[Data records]

···

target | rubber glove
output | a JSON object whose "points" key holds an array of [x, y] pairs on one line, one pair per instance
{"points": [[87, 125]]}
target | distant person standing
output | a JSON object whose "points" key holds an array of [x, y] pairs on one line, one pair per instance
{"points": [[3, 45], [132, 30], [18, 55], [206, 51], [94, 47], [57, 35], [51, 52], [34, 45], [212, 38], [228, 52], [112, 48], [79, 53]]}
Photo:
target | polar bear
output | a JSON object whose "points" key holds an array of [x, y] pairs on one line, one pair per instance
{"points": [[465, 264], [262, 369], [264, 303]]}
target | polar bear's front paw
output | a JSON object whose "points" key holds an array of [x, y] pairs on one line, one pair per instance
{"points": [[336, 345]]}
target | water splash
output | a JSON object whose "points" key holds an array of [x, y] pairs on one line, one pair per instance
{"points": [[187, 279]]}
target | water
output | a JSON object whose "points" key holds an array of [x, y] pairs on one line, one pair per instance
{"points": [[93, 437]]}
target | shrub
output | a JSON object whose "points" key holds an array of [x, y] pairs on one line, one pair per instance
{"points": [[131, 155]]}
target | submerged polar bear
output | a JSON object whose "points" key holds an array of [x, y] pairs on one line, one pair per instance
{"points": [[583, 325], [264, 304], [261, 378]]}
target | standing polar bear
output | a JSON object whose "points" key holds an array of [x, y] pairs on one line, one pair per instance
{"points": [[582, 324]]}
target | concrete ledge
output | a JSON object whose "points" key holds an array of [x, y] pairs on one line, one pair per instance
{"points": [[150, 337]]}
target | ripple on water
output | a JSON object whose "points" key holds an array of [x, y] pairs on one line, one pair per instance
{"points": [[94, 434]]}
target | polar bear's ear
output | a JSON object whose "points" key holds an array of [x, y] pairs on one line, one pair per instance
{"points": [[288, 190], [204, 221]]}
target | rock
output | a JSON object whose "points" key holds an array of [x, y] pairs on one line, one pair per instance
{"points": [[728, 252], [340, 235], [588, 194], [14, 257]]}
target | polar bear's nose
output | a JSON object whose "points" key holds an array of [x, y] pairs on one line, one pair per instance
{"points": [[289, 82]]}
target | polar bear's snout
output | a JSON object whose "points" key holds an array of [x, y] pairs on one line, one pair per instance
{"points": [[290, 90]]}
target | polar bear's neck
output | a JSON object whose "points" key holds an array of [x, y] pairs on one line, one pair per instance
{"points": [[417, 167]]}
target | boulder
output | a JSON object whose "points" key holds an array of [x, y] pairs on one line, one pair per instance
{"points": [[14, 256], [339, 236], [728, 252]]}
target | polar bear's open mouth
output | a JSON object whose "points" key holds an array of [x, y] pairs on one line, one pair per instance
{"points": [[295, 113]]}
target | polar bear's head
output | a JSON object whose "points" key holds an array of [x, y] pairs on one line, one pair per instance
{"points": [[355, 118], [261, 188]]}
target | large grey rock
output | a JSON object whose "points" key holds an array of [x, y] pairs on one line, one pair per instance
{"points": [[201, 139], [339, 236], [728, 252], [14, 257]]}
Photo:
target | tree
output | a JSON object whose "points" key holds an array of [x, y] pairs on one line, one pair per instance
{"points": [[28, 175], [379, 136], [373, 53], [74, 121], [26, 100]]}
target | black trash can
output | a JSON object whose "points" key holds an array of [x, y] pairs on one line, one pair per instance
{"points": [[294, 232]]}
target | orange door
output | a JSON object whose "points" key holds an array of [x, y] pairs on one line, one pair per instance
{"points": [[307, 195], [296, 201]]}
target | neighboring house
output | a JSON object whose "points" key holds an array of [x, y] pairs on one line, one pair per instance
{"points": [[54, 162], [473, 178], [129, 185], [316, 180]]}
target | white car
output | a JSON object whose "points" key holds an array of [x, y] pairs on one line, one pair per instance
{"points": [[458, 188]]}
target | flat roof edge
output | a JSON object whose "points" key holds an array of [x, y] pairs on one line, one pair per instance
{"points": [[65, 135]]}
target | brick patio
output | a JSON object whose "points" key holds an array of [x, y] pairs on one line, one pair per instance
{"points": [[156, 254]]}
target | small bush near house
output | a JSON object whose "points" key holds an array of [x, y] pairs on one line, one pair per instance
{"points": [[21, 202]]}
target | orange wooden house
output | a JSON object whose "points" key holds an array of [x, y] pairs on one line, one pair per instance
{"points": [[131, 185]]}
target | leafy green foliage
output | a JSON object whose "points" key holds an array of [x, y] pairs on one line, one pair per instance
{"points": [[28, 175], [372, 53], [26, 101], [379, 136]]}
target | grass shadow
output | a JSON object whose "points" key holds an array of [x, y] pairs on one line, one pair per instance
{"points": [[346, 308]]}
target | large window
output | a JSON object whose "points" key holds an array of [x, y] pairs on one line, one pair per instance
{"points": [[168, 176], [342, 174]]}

···

» **WHAT THE TASK ASKS**
All lines from the line containing "target | flat roof edge" through the end of the listing above are to be duplicated exactly; include both ends and nothing further.

» **THE RESULT**
target | flat roof edge
output | a JSON object whose "points" key holds an array of [x, y] pairs on one line, one pair per instance
{"points": [[65, 135]]}
target | brick patio
output | a JSON object whose "points" key holds an array of [x, y] pairs on one line, one pair per instance
{"points": [[156, 254]]}
target | small bush near house
output | a JSON object whose "points" key holds an array of [x, y] pairs on one line, one pair per instance
{"points": [[21, 202]]}
target | orange wooden house
output | a JSON object whose "points" key holds an array of [x, y] pairs on one line, one pair per instance
{"points": [[131, 185]]}
target | leafy green foliage
output | a JSON object whose "points" key holds an array of [x, y] pairs on one line, one pair per instance
{"points": [[28, 175], [372, 53], [26, 101], [379, 136]]}
target | grass shadow
output | a JSON object whose "points" key holds an array of [x, y] pairs on one line, one pair per instance
{"points": [[346, 308]]}
target | large window
output | a JSON object whose "points" key holds an array of [x, y] pairs on one line, one pair per instance
{"points": [[168, 176], [342, 174]]}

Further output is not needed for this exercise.